— Start Dataset records —
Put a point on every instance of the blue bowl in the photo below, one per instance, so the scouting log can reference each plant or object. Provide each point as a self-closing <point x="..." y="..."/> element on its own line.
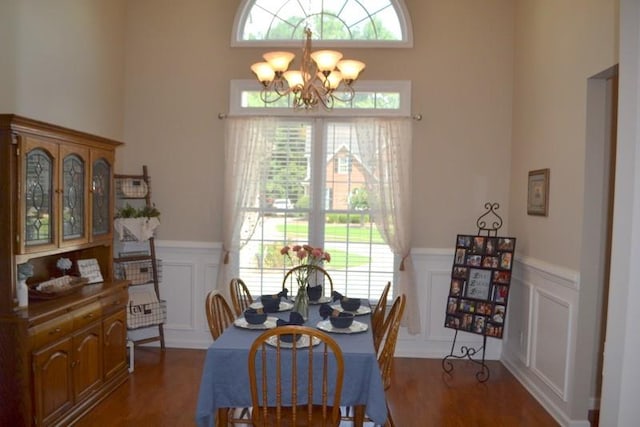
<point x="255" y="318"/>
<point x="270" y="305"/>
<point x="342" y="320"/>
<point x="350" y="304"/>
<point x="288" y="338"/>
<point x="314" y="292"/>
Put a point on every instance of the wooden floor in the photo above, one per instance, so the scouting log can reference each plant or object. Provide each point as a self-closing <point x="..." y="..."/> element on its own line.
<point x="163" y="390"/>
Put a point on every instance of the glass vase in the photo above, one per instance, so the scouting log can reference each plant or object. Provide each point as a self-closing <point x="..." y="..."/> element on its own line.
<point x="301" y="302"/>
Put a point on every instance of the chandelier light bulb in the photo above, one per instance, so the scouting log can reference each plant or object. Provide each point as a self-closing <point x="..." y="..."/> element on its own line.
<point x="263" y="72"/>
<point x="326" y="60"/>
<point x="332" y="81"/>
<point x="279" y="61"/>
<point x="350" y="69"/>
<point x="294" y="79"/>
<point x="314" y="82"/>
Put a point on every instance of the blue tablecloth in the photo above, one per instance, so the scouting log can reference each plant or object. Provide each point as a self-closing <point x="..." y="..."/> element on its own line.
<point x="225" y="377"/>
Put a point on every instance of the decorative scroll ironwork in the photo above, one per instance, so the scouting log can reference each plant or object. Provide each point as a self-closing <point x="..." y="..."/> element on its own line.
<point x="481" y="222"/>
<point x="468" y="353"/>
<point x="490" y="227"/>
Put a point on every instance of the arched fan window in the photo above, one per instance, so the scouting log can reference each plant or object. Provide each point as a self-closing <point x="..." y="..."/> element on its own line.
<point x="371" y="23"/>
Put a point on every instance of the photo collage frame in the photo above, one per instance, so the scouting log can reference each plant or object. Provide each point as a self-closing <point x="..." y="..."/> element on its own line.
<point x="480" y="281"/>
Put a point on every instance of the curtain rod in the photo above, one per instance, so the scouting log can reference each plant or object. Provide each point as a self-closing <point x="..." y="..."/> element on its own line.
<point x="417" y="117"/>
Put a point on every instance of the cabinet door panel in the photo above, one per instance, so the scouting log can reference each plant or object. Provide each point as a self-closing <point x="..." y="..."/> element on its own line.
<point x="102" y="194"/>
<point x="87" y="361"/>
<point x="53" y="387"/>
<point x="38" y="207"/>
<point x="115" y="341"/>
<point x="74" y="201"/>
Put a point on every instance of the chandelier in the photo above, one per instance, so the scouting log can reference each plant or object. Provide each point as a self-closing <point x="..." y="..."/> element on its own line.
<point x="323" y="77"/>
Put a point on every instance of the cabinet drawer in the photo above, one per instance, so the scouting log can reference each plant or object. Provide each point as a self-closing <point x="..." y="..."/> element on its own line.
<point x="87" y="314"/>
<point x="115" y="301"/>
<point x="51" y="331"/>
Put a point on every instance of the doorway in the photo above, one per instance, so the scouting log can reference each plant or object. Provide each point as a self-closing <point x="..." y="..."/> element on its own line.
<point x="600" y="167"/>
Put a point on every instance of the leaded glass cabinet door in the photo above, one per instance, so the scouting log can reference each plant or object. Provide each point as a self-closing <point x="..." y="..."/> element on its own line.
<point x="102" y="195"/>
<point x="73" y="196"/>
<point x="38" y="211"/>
— End Dataset records —
> Task description:
Rescale every line from the one containing "Put a point on every instance of the curtain" through the end of the items, both ends included. Reproduce each line in full, but multiply every x and y point coordinate by 1.45 and round it to a whole number, with halves rounded up.

> Solution to this problem:
Put a point on every instance of the curtain rod in the photo above, one per instance, so the scouting log can reference each plant or object. Provide each point as a self-closing <point x="..." y="..."/> element on its own line.
<point x="605" y="170"/>
Put a point on every instance of the cabinet door panel in the photo above, one per instance, so the scouting log can reference each plant or object. Provide each point as a self-closing <point x="..." y="..."/> element on its own line.
<point x="148" y="281"/>
<point x="126" y="523"/>
<point x="77" y="561"/>
<point x="55" y="300"/>
<point x="167" y="494"/>
<point x="107" y="291"/>
Put a point on every instance of the chandelier in the photo above, one per instance, so the scouting log can reference each plant or object. Provide each point as a self-closing <point x="..." y="..."/> element on its own line.
<point x="468" y="112"/>
Put a point on every instance of the cabinet drawer in the photo above, one per instance, so the scouting log can reference each plant or object. Provide each point as a self-closing <point x="..." y="..."/> element on its own line.
<point x="126" y="455"/>
<point x="167" y="436"/>
<point x="74" y="480"/>
Put a point on every instance of the doorway in the photo above, one per instance, so the scouting log can reference each plant or object. Provide each point as a self-closing <point x="..." y="..."/> element on its own line.
<point x="870" y="242"/>
Put a point on every instance of the leaded glass cabinet door in the photo above, one per instance, so the scouting log can reference each plant or object. Provide each point as a self-closing <point x="..." y="..."/> element on its own line.
<point x="148" y="283"/>
<point x="106" y="284"/>
<point x="55" y="306"/>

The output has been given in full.